__Extract__.
Newborn Intensive Care Unit staff

ALEXANDRIA, La., April 13, 2022 – Rapides Women’s and Children’s Hospital celebrates its Newborn Intensive Care Unit’s 20th Anniversary on April 15!

When the NICU opened, it was licensed for 19 beds and had a staff of 35, including five neonatal nurse practitioners. Robert Schroeder, M.D., neonatologist, served as the NICU’s first full-time medical director and Terea McCarthy, RN, was the first NICU Manager.

                “In 2002, we were sending lots of babies to other hospitals, and it was always understood that we’d rather be able to keep babies here where they were born,” McCarthy said. “We had an entire fourth floor at RWCH available for expansion, so we had the space, but we didn’t know how to take care of NICU babies. There was a lot of learning involved.”

                Besides finding out what types of equipment and supplies would be needed, the staff also had to write policies and procedures, and train staff.

                “At first, we didn’t keep the really tiny micro preemies,” McCarthy said. “It was a process. It wasn’t just that we had to train nurses. We had to train all the ancillary staff as well, that meant speech, PT, respiratory, it really impacted every department.”

                Once all the processes were in place, it was time to pick an opening date. McCarthy chose April 15, “It was as good a day as any, and it was a date that everyone would find easy to remember.”

                The first babies born in the RWCH NICU were twins.

__Provided information__.

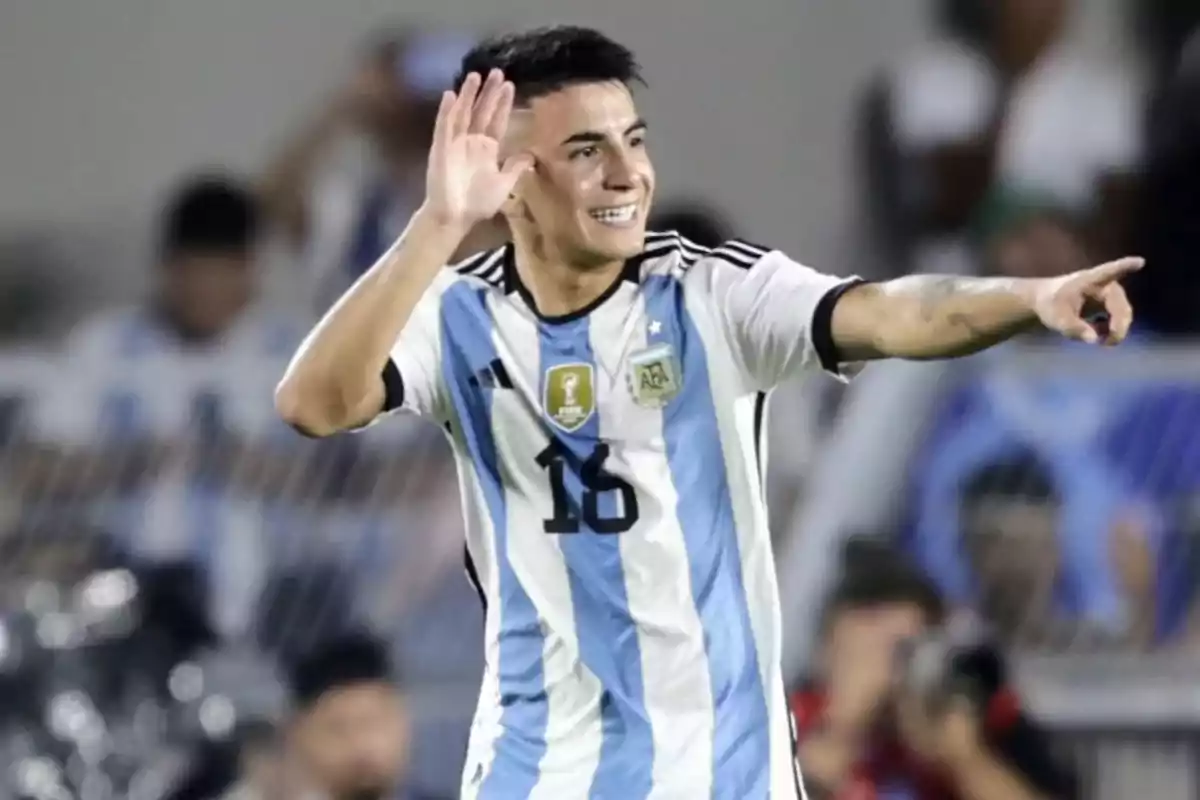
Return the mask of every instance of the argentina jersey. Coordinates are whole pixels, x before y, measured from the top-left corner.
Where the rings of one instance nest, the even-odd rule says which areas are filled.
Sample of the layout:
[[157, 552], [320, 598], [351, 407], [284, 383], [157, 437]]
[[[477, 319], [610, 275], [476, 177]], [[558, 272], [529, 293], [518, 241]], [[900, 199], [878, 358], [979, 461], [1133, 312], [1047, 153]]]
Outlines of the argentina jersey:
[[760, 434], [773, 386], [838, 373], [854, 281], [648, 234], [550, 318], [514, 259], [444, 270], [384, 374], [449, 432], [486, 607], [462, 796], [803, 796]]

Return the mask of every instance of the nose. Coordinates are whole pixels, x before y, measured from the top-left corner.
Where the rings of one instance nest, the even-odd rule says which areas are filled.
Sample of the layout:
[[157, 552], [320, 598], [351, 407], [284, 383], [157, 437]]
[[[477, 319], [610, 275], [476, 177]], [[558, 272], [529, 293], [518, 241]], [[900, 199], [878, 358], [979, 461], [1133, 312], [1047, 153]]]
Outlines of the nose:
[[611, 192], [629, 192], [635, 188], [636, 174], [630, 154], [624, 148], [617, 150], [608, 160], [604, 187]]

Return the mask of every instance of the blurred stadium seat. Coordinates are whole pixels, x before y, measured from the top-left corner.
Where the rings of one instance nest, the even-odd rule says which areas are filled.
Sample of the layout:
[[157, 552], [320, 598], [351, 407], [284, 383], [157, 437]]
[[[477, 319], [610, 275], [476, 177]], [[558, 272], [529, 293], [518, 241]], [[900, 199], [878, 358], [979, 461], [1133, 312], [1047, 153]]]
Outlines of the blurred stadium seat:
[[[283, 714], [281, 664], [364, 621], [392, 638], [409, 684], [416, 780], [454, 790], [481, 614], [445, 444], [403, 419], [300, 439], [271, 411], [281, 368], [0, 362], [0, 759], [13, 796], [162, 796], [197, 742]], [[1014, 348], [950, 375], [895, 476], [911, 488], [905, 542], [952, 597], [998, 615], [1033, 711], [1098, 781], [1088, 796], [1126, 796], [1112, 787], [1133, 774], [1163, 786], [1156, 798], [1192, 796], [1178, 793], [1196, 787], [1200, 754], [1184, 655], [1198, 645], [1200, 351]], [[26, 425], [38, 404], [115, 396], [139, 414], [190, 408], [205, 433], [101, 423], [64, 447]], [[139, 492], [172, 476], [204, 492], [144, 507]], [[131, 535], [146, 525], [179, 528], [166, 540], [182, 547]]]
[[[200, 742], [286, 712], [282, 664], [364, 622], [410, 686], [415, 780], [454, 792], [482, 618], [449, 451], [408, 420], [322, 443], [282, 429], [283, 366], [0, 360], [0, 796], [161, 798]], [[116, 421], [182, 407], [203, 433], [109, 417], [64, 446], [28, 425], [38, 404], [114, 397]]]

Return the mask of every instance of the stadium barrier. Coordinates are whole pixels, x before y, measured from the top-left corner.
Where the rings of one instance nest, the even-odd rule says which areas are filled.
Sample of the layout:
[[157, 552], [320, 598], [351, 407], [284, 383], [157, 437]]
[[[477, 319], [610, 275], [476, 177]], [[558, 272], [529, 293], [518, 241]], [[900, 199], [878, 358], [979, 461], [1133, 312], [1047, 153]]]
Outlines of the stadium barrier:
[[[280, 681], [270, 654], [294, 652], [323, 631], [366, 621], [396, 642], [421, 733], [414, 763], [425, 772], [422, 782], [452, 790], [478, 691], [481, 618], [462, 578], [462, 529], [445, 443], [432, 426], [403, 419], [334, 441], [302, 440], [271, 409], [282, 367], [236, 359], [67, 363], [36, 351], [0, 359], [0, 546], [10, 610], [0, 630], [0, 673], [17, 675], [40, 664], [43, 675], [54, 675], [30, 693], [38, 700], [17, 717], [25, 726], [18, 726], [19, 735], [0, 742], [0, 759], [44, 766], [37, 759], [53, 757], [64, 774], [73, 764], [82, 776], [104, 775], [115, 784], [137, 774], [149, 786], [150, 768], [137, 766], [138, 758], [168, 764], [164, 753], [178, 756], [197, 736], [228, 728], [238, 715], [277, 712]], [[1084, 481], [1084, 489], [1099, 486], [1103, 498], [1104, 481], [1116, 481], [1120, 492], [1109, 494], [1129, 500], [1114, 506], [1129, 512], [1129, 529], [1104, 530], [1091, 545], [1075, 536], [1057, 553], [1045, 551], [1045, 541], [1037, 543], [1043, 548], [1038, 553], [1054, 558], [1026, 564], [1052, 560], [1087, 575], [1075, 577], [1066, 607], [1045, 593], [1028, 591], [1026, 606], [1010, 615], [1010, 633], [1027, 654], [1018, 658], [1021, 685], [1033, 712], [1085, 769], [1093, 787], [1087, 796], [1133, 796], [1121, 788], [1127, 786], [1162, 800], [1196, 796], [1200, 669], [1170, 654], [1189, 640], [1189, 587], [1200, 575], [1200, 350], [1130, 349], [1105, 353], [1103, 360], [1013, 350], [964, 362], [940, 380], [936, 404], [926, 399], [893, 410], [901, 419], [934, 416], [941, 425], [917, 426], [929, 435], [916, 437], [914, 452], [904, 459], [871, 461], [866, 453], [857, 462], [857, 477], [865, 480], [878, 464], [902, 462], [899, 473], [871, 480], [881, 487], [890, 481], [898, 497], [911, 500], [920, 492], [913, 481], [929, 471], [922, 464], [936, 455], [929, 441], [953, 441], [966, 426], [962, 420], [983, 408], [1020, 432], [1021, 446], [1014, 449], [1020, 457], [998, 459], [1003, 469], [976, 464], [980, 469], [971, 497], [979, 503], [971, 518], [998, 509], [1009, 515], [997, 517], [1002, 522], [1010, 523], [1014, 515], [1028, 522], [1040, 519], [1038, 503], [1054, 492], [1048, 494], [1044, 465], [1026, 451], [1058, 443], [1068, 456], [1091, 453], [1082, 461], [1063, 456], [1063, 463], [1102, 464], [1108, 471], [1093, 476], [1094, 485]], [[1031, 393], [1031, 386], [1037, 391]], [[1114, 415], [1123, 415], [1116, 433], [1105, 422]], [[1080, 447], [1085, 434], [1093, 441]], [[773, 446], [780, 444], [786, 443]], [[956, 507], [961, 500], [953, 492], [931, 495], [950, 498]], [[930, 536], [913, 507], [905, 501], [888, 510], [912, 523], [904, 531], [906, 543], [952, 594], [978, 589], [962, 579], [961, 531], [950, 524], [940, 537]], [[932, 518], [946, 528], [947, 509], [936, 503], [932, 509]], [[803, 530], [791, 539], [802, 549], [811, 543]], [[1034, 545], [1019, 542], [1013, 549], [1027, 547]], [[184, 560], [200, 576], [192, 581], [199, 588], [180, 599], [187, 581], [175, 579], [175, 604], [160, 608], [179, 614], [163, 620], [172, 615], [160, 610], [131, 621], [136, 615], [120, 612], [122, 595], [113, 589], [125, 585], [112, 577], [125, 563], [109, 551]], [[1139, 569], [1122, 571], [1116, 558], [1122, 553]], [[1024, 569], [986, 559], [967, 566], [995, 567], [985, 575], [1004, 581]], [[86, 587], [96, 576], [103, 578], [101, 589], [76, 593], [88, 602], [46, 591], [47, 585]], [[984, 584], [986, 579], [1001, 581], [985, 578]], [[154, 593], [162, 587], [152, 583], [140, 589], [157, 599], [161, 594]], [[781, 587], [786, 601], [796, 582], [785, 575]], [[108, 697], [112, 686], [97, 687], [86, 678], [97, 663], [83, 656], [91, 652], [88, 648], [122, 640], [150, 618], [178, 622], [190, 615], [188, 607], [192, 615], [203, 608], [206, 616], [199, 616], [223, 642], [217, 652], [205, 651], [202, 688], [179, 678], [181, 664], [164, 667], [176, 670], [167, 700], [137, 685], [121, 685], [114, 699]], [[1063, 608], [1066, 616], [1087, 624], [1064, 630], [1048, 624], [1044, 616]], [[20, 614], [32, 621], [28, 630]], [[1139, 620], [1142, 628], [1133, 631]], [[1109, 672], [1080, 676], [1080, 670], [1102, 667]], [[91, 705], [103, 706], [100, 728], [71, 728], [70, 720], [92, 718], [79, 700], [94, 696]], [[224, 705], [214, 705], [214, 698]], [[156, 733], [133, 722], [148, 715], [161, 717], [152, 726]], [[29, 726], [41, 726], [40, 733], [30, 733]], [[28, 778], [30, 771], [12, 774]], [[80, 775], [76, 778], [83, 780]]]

__Work instruction 1__.
Answer these questions from the NICU anniversary article:
(a) For how many beds was the NICU licensed when it opened?
(b) Which floor at RWCH was available for expansion?
(c) What were the first babies born in the RWCH NICU?
__Work instruction 2__.
Continue the article on the NICU's 20th anniversary from its final sentence.

__Your response 1__.
(a) 19 beds.
(b) The entire fourth floor.
(c) Twins.

__Your response 2__.
                “There were lots of picture taken of them and we kept up with the twins for several years,” McCarthy said. “We had some interesting times for sure. We had several employees who had babies in the NICU over the years. And some of the first NICU employees are still there.”

                 “I’ve had people, grown people, come up to me in the store and say, ‘Are you a nurse? I think there’s a picture of you in my baby book.’ There are some really heart-breaking stories, but there are some really good stories, too.”

                When the NICU first opened, premature babies were considered viable – or having a good chance of survival at 27 or 28 weeks.

                “The age of viability has been pushed farther back” said Julie Fontenot, RNC-OB, CPPS, Rapides Women’s and Children’s Hospital administrative director. “The use of surfactant for lung maturation has made a big difference.” (Surfactant is a mixture of fat and protein in the lungs that aids in lung function. If a baby is born too early, the body doesn’t have enough surfactant, so modified natural surfactant is administered via breathing tube.)

                Premature babies are now viable at 24 weeks, and sometimes younger.

                “There were miracles back then (2002), but with the invention of equipment and drugs, we can help babies born earlier and earlier,” McCarthy said.

                Tracy Alletag, RN, BSN, and NICU Manager, started working in the NICU 17 years ago.

                “During nursing clinicals, I enjoyed every department. But I didn’t know my true calling would be when I did my NICU rotation at Rapides,” Alletag said. “The fragile nature of the patients required such specialized care, and the connections we created with families, connections that last long after the babies leave the NICU, that’s what is so rewarding.”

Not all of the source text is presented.